## Data listing
[Start of Attachment]

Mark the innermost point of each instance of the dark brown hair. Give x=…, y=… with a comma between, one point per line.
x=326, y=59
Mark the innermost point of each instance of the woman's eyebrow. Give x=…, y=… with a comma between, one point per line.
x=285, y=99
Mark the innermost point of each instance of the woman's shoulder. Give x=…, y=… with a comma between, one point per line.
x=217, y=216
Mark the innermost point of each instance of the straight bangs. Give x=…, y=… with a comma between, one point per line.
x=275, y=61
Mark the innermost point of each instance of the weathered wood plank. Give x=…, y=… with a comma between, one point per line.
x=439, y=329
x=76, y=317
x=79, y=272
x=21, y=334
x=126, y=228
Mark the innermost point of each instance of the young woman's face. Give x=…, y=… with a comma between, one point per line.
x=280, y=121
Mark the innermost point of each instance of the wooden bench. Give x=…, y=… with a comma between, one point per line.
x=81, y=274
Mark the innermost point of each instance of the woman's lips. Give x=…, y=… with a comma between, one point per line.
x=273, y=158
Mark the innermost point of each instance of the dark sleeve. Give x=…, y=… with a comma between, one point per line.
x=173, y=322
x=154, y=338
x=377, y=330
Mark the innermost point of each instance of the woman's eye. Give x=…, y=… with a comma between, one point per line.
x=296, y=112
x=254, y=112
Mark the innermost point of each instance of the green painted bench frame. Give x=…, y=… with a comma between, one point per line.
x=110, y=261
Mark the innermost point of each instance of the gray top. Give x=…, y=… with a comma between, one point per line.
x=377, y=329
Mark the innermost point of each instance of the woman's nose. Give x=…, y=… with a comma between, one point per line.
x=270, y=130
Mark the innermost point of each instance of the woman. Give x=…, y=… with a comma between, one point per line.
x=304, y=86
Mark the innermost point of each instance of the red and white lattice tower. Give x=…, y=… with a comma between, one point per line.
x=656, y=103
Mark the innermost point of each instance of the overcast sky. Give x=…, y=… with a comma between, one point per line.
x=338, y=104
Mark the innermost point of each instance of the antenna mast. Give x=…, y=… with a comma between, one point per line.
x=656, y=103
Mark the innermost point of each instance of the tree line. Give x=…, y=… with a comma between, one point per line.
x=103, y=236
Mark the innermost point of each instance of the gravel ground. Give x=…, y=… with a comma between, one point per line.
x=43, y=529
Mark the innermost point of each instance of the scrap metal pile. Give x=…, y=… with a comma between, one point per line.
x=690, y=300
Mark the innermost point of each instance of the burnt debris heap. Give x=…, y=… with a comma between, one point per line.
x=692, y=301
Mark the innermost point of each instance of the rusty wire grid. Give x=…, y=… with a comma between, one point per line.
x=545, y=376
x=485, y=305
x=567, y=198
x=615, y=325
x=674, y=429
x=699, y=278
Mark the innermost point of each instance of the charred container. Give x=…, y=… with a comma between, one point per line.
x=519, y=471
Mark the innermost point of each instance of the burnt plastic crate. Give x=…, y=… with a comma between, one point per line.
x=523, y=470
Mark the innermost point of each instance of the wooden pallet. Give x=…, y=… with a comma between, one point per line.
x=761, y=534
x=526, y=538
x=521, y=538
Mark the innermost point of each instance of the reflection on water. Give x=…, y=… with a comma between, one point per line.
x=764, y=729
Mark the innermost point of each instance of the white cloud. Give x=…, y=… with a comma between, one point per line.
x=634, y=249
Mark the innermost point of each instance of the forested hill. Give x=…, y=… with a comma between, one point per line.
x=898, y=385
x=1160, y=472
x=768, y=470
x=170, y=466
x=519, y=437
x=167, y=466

[End of Attachment]

## What you have to do
The records above are to be copied out exactly, line for line.

## Solution for this task
Mark the innermost point of each instance of the dark brown hair. Give x=…, y=… with a comma between, one point per line.
x=326, y=59
Mark the innermost point of each instance of the woman's eyebrow. Give x=…, y=… with a comma between, one point per line.
x=285, y=99
Mark the innermost point of each instance of the woman's shoulder. Give x=…, y=… with a comma between, one point per line.
x=217, y=216
Mark the innermost point of each instance of the straight bangs. Give x=…, y=… with a comma between, one point per line.
x=275, y=61
Mark the innermost point of each instance of the weathered wood plank. Give x=…, y=… with a comma between, one point per line.
x=439, y=329
x=76, y=317
x=79, y=272
x=21, y=334
x=126, y=228
Mark the innermost point of each instance of the young woman's face. Give x=…, y=… with a comma between, one point per line.
x=280, y=121
Mark the innermost point of each instance of the wooden bench. Give x=…, y=… with a comma between, one point per line.
x=81, y=274
Mark the innermost point of each instance of the woman's lips. Give x=…, y=… with a comma between, one point per line.
x=273, y=158
Mark the innermost point of each instance of the dark sleeve. Give x=…, y=… with a comma between, one point per line.
x=173, y=322
x=154, y=338
x=377, y=330
Mark the innermost point of each instance of the woman's eye. Give x=…, y=… with a comma between, one point per line.
x=296, y=112
x=254, y=112
Mark the innermost point of each instance of the green painted bench frame. Give x=…, y=… with a comma between, one point per line.
x=110, y=261
Mark the innermost point of each instance of the gray top. Give x=…, y=… with a comma between, one point per line.
x=377, y=329
Mark the innermost point of each instance of the woman's nose. Give x=…, y=… with a comma between, one point per line.
x=270, y=130
Mark the innermost point of each instance of the woman. Give x=…, y=… with a comma between, one point per line.
x=304, y=86
Mark the innermost point of each instance of the red and white lattice tower. Give x=…, y=… with a comma between, one point per line.
x=656, y=103
Mark the innermost point of each instance of the overcast sky. Give x=…, y=… with a comma between, one point per line.
x=338, y=104
Mark the innermost point of each instance of the antenna mast. Give x=…, y=… with a comma between, one point per line.
x=656, y=103
Mark the innermost point of each instance of the tree line. Give x=…, y=… with a comma between, one point per line.
x=103, y=236
Mark the innermost point of each instance of the gravel ground. Give x=…, y=… with a comma between, one point per line.
x=43, y=529
Mark the innermost point of each instance of the scrap metal pile. Give x=…, y=… with a comma between, one point per line.
x=690, y=300
Mark the innermost point of each instance of the burnt debris heap. Give x=…, y=… with a comma between, one point per line.
x=692, y=301
Mark the innermost point of each instance of the rusty wire grid. Give x=…, y=… with a comma between, one point per line.
x=545, y=376
x=485, y=305
x=567, y=198
x=615, y=325
x=674, y=429
x=699, y=278
Mark the innermost point of each instance of the charred container. Give x=…, y=… with a comma between, one point per line.
x=519, y=471
Mark the innermost point of each instance of the burnt plastic crate. Give x=…, y=… with a comma between, one point per line.
x=523, y=470
Mark the innermost point of each instance of the wooden pallet. Give x=…, y=… with a comma between, one point per line.
x=761, y=534
x=526, y=538
x=521, y=538
Mark the innermost point of each instance of the reflection on water. Give x=…, y=… with a comma between, one point per line.
x=764, y=729
Mark the innermost point of each instance of the white cloud. Give x=…, y=… with a comma between, one point per line.
x=634, y=249
Mark the innermost point of each instance of the forested hill. Give x=…, y=… with a comma between, one point per line.
x=898, y=385
x=1160, y=472
x=768, y=470
x=170, y=466
x=519, y=437
x=167, y=466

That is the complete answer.